■ **ENTRIES PROVIDED**:
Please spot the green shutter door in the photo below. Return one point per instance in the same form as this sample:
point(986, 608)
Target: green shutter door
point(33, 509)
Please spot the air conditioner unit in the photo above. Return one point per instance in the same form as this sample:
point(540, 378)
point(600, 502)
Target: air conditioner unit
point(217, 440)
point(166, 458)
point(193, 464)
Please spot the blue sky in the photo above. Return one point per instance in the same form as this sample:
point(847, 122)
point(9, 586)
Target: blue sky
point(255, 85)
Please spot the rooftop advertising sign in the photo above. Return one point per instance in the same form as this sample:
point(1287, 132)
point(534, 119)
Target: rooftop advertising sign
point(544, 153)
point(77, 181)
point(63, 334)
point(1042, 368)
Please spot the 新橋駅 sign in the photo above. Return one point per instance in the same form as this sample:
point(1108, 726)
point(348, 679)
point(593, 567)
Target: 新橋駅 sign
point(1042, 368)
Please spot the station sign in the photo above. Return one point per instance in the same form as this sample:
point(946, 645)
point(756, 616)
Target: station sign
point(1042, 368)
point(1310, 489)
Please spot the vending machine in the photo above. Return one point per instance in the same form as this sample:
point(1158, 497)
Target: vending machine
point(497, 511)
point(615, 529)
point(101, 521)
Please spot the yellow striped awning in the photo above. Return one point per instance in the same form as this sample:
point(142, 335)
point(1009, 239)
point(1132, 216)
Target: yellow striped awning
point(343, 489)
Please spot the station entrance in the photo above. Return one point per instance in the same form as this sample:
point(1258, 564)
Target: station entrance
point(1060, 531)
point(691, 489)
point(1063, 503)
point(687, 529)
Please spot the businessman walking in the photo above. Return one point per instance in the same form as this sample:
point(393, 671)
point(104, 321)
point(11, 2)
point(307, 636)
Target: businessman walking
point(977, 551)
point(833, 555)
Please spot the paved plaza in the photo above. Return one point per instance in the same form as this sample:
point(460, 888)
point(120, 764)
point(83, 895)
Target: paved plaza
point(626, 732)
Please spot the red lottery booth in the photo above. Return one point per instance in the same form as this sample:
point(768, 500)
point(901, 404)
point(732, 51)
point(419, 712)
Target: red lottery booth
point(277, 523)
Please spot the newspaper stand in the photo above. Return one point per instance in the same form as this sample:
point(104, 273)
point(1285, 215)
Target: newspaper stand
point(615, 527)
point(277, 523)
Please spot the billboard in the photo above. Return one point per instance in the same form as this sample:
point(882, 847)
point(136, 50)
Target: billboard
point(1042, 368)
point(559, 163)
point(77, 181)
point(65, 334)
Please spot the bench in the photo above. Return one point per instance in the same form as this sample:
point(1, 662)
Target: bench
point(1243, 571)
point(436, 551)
---
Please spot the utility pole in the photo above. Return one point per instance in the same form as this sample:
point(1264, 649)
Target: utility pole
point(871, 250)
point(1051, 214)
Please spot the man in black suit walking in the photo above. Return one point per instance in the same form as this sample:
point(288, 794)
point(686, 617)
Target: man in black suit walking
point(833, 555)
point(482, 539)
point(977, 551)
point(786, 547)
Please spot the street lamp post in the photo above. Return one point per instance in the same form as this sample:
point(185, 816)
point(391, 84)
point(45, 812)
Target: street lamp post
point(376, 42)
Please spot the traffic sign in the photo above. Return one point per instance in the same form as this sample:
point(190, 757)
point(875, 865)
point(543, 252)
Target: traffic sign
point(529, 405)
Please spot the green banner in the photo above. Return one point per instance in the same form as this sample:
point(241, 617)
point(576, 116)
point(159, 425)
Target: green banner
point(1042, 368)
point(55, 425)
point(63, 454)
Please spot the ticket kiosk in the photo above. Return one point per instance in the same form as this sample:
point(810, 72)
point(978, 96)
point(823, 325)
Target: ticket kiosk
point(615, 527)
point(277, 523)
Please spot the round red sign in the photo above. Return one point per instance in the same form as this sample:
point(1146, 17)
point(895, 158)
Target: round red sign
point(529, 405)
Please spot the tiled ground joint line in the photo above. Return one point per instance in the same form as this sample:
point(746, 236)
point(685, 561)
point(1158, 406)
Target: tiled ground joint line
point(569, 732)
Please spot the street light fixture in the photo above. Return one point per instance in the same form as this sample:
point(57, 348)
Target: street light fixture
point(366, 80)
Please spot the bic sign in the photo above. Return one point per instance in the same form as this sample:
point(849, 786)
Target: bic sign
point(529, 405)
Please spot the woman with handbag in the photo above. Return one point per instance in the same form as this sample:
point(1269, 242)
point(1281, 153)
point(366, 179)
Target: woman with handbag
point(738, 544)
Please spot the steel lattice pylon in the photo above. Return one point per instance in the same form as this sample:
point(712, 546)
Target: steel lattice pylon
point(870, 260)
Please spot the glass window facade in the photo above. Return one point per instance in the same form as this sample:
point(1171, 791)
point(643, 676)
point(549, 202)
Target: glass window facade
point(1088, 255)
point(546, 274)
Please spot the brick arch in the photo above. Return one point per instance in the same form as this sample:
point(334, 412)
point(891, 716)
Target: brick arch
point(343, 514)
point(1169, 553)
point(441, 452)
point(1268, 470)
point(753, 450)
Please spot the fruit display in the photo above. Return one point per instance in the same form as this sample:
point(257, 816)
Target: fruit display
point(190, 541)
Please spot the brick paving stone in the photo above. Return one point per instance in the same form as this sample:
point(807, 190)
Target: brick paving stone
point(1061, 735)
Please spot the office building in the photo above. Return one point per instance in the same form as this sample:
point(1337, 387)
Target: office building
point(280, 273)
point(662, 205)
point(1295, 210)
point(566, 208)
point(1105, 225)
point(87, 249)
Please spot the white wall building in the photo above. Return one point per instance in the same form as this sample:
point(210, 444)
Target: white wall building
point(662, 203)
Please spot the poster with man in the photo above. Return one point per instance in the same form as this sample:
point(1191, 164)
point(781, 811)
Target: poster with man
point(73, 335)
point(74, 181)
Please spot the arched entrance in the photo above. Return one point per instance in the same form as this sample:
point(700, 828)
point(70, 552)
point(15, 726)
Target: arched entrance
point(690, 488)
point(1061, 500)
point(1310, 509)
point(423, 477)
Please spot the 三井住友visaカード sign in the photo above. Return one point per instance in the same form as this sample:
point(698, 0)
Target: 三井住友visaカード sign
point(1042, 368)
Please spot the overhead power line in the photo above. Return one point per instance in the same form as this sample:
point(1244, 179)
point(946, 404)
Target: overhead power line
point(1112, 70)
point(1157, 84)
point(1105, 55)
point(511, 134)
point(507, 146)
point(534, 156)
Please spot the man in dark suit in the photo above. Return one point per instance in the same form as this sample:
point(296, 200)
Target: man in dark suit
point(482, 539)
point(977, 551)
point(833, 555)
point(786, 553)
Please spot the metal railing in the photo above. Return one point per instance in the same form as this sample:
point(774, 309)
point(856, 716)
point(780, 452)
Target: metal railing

■ **INSTRUCTION**: Rewrite the lines from the one containing "Please spot the bic" through the one containing "point(753, 450)", replacing "brick arch" with "stone arch" and changing nothing else. Return only those lines.

■ **ANSWER TO THE EXERCISE**:
Please spot the bic sign in the photo above. Return one point per instance in the same form as this sample:
point(849, 786)
Target: bic sign
point(529, 405)
Please spot the woman with handbag in the photo above. Return one point per instance in the same form as this sample:
point(1269, 242)
point(1281, 153)
point(366, 179)
Target: woman with handbag
point(738, 544)
Please spot the steel lattice pylon in the photo above. Return one point per instance in the same form as this sample:
point(712, 546)
Target: steel lattice pylon
point(870, 260)
Please spot the glass window facade in the photo above. Return one point per instance in the same form as this sample:
point(1171, 791)
point(643, 676)
point(549, 202)
Target: glass window facade
point(1088, 255)
point(546, 274)
Please spot the stone arch in the photo above. Return one point per instance in the same form as this sample:
point(334, 412)
point(891, 716)
Target: stone arch
point(343, 514)
point(1169, 553)
point(441, 452)
point(1268, 470)
point(753, 450)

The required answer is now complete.